> **TASK STATEMENT**: In the year-end gaming blog post, which month did the writer finally beat Dark Souls II?

> **SUPPLIED PASSAGE**:
────────────────

The last week of the year comes to an end. People make New Year’s resolutions, prepare year-end lists of best games, and celebrate the hope that something’s going to change for the better next year. My last blogpost in 2022 will touch on just two games—the game I started this year with and the one I’m playing now. The former is Dark Souls II, and the latter is Fate. There’s no better metaphor for summing up the passing year.
I’ve struggled with Dark Souls II for the whole quarter of 2022. I was highly motivated to face every challenge this game threw at me. Finally, I beat the game in April and immediately jumped into Dark Souls III.
My gaming struggle with Dark Souls II coincided with my real-life struggle with the new job position. It was more challenging, engaging, and independent (at least, this was the impression). I succeeded—both at the job and at beating the game. But there is one thing bosses often do when their employees get good at their jobs—they throw in more work to do. My job responsibilities multiplied each month, while my pay grade unsurprisingly remained roughly the same.

After thirty or so hours of play, I dropped Dark Souls III and shifted my gaming attention elsewhere. When you return home after work completely exhausted, you don’t want to waste additional energy on inessential struggles. Point-and-click adventures, walking simulators, and RTS skirmishes against anemic AI have been my safe digital heaven.
One can’t live under constant stress and exhaustion for a long time. Eventually, I cracked and quit. Gave a notice couple of weeks ago. Two more weeks and I’ll be jobless—highly doubtful that I’ll find something soon. But it’s okay; I can afford to rest for a few months. I need this so much, and I can’t wait to hibernate for a bit.

────────────────

> **RAW RECORDS**:
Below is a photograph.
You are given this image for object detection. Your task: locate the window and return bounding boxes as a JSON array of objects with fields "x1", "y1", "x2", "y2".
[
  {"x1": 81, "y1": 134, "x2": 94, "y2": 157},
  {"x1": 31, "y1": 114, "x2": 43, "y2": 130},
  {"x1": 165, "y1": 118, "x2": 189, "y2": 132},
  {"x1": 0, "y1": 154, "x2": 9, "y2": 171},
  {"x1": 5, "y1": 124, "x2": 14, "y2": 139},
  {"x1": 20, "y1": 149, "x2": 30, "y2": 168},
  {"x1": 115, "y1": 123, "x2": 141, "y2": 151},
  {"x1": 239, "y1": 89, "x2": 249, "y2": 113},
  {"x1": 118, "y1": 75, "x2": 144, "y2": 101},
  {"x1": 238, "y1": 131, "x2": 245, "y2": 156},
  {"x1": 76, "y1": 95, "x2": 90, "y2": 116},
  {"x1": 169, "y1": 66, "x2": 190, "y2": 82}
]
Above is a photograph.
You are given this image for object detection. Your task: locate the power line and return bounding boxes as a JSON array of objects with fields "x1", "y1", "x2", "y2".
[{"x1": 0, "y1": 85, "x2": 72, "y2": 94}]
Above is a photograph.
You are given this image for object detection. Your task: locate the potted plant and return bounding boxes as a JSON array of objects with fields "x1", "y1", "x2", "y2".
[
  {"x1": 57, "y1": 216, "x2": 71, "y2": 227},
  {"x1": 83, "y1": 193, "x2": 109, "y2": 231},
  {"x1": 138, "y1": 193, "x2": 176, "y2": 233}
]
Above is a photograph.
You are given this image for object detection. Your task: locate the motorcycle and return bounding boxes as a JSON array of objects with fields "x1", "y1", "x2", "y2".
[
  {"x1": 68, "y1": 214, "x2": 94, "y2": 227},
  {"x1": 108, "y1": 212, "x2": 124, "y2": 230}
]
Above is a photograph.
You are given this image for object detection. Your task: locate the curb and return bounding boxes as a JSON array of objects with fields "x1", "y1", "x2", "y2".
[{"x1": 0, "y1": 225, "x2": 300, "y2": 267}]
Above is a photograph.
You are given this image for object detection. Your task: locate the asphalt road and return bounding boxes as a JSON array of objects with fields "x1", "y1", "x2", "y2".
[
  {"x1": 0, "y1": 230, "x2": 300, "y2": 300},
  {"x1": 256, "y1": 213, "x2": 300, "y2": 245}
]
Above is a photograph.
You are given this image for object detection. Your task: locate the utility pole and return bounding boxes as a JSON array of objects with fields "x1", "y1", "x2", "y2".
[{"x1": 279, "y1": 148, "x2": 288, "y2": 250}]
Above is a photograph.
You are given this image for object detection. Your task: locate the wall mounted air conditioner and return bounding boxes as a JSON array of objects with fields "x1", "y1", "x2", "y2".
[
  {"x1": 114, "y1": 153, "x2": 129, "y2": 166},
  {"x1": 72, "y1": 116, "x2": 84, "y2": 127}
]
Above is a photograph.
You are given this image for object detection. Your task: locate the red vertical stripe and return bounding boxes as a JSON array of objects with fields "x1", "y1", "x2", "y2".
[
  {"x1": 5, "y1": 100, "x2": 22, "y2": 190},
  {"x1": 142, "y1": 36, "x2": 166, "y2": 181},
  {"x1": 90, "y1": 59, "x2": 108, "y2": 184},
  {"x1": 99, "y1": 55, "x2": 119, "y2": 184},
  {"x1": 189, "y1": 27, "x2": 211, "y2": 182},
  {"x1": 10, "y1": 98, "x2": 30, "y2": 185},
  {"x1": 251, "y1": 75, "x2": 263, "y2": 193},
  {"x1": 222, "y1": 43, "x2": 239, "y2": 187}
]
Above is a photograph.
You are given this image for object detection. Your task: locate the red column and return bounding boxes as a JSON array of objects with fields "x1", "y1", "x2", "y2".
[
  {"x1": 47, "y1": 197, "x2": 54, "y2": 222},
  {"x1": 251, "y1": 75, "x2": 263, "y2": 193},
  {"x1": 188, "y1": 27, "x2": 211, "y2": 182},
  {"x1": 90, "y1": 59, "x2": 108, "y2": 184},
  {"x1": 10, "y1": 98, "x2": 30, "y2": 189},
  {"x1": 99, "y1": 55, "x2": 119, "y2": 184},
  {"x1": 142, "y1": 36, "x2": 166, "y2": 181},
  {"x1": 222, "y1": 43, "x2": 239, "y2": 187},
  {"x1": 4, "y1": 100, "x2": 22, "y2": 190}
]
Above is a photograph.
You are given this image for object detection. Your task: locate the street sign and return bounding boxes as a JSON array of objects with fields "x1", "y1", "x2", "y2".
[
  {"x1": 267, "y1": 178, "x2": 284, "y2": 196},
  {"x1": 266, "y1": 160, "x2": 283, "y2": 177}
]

────────────────

> **RESULT OF THIS EXERCISE**: April